__EXCERPT PROVIDED__
****
Santorini who? Milos might just be Greece’s chicest island escape

Milos has decided it’s done being the shy Cycladic cousin and has gone full main-character mode. Suddenly it’s everywhere: on your Instagram feed, in your friend’s “I’m thinking of going to Greece” WhatsApp message, and splashed across glossy travel magazines that say things like “Milos is the island of the moment” in the same tone they once used for açai bowls and Aperol spritz.

Honestly, the hype is well-deserved. Milos is what happens when someone takes Santorini, removes the cruise ship crowds, adds beaches that actually look like beaches and sprinkles in volcanic cliffs and lunar landscapes. It’s cinematic yet somehow still chilled; an island that feels both discovered and delightfully unbothered.

Which brings me to Golden Milos Beach House, a hotel happily surfing the island’s new cool-kid status without trying to reinvent the wheel. No gimmicks, no €30 cocktails. Just a genuinely good-looking, freshly polished hotel that knows its real selling points: a knockout location and a beach so golden it seems like someone went wild with the saturation slider.

Where?

(Golden Milos Beach House)

Provatas Beach might just be the island’s most immediately “wow” setting and Golden Milos Beach House sits right on it. Bonus points for the fact that, unlike many Greek beaches, there are no dramatic cliffs to descend or awkward scrambles down dusty paths. It’s also blissfully close to civilisation: the port of Adamas is a breezy 15-minute drive away, and the airport is even closer. You get that “edge of the world” serenity without an actual odyssey to reach it, which my legs and suitcase both appreciated.

The hotel is slightly remote, though, so a car or quad is non-negotiable if you want to see more than your sunbed. And you should, because Firiplaka and Tsigrado, two of Milos’s superstar beaches, are within easy reach. Not that we rushed. On day one we made big, ambitious plans to explore. By day two those plans were sitting in the glove compartment while we rotated lazily between sea and pool like well-hydrated seals.

Facilities

(Golden Milos Beach House)

For a relatively small hotel, Golden Milos Beach House is impressively stacked. There are three pools — one main pool with a wooden deck and loungers, an upper pool that feels like a retreat within a retreat, and a smaller plunge-style option that’s perfect when you just need to reset your core temperature before another iced coffee.

And then there’s the beach. The Salty Goat Beach Club manages the organised section, with neat rows of sunbeds and umbrellas and service right to your lounger. I became deeply committed to this lifestyle: iced coffees in the morning, spritzes in the afternoon, fresh fruit when I remembered I should probably eat something that wasn’t liquid.
****
__LISTED ENTRIES__
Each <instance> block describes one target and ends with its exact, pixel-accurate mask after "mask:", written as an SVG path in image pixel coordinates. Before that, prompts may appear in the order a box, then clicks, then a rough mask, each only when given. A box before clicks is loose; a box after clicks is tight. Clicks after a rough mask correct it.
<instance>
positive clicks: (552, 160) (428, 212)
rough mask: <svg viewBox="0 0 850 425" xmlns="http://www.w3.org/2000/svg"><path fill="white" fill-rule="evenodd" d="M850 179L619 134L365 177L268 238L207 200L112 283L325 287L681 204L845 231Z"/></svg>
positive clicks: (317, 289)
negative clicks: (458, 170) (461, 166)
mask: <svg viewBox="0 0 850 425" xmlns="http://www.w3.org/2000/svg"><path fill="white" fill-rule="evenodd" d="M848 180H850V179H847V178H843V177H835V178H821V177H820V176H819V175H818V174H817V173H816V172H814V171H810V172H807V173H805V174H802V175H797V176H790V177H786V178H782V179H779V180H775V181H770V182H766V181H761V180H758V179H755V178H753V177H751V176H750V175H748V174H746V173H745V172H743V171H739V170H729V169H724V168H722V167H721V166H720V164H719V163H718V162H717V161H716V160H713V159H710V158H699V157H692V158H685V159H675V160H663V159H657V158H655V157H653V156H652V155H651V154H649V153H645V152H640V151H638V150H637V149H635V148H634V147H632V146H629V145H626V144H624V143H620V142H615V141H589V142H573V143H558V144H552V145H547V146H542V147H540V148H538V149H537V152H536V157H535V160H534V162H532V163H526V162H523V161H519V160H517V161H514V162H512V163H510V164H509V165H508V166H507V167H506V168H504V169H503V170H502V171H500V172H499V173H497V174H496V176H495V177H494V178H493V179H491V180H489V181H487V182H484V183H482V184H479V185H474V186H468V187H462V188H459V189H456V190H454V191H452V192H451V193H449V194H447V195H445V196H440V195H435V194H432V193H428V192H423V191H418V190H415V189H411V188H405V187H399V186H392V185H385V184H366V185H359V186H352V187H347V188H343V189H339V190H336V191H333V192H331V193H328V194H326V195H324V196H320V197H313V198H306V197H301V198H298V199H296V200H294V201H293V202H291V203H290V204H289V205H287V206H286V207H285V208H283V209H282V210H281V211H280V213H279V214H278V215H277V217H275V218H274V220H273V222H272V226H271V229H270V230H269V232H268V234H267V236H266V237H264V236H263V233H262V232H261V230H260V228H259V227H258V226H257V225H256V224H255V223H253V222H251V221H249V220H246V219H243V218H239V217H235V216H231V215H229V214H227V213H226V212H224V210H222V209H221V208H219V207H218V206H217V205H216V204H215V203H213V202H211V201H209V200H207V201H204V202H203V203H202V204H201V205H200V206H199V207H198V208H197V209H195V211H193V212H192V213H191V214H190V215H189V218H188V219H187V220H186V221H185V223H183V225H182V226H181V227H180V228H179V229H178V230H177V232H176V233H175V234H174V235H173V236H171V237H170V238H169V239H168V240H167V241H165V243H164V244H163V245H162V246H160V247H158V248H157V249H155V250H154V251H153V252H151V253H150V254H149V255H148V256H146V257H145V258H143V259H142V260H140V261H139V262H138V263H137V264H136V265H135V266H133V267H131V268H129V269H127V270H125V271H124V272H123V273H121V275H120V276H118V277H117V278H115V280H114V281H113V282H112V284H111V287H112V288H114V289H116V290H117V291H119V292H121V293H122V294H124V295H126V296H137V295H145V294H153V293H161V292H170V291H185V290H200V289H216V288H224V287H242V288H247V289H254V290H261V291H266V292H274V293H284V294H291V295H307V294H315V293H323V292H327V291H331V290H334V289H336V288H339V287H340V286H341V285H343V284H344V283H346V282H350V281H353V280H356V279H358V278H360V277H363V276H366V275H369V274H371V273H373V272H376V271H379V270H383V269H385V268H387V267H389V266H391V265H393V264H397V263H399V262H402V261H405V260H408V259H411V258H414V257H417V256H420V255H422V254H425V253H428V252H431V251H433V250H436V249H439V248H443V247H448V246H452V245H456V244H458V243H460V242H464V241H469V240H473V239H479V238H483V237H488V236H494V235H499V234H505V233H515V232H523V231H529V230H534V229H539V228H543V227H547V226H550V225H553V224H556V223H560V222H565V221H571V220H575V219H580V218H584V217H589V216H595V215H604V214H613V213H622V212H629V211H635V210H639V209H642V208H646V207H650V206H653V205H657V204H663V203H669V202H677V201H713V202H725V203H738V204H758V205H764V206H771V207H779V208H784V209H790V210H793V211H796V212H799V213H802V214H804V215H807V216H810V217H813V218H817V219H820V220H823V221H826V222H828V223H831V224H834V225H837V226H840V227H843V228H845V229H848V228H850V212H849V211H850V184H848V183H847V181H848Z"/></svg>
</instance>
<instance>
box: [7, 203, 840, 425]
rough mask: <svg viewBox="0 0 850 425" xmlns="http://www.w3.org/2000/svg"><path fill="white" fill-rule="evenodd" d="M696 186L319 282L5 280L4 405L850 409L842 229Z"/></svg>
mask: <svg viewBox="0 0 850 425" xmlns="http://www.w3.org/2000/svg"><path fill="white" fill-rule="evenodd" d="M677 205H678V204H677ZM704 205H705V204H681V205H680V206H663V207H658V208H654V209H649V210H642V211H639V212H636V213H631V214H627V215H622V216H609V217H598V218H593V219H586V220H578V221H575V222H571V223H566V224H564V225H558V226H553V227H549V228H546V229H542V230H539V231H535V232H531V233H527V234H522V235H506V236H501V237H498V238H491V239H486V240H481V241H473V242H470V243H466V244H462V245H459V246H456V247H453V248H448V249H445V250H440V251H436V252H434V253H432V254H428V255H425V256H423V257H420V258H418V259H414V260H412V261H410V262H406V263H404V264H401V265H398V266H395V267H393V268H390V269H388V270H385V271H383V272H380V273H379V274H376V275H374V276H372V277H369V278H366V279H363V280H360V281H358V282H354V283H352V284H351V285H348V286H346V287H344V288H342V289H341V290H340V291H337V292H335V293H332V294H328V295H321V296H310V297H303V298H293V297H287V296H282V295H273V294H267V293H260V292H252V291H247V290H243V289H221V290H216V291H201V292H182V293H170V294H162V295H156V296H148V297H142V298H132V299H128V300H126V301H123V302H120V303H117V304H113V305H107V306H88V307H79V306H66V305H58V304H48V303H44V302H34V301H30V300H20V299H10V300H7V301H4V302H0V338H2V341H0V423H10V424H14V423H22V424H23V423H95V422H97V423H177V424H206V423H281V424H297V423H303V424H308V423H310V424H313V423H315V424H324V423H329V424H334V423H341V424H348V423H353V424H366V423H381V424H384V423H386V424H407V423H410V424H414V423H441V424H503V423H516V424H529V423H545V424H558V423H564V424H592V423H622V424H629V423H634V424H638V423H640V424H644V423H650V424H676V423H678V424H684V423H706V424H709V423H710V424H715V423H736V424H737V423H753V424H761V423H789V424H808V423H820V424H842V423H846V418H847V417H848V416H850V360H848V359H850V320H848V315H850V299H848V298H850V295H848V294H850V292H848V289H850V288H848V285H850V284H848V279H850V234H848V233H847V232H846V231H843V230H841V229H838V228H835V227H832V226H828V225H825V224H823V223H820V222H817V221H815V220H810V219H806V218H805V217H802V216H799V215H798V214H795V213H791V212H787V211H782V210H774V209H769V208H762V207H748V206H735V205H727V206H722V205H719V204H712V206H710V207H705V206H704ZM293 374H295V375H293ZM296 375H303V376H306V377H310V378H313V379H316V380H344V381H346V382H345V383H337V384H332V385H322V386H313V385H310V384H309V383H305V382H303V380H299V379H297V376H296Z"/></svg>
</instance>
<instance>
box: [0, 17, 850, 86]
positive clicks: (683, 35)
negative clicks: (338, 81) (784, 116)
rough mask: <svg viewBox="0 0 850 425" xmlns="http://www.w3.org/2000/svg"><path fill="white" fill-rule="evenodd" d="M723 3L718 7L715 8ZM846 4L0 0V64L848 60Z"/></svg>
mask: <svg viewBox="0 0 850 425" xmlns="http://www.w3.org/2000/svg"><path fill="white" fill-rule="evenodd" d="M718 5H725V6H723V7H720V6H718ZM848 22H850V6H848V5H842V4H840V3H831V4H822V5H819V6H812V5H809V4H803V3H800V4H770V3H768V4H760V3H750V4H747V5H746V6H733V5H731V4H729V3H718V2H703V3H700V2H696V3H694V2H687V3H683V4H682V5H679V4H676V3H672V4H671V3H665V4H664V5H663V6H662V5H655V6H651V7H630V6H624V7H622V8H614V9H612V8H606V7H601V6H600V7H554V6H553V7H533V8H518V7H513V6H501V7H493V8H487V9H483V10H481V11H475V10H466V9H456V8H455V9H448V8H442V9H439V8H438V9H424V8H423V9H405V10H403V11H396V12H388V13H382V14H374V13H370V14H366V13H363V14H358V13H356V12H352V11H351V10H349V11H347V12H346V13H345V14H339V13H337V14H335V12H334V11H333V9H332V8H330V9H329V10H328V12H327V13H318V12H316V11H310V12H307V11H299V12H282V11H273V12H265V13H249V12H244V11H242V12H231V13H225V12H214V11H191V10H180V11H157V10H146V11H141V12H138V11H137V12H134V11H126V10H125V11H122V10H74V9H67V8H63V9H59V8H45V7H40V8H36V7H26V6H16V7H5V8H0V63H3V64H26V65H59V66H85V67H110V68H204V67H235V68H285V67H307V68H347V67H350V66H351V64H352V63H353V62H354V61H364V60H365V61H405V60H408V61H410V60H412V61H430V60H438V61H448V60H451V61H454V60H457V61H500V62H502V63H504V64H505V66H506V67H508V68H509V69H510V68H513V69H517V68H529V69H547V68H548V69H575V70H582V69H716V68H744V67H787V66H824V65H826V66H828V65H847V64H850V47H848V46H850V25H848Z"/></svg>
****
__DESCRIPTION OF THE TASK__
Reproduce the passage of the Milos travel piece starting with "Provatas Beach might" and going on through "suitcase both appreciated.".

__THE COMPLETED TASK__
Provatas Beach might just be the island’s most immediately “wow” setting and Golden Milos Beach House sits right on it. Bonus points for the fact that, unlike many Greek beaches, there are no dramatic cliffs to descend or awkward scrambles down dusty paths. It’s also blissfully close to civilisation: the port of Adamas is a breezy 15-minute drive away, and the airport is even closer. You get that “edge of the world” serenity without an actual odyssey to reach it, which my legs and suitcase both appreciated.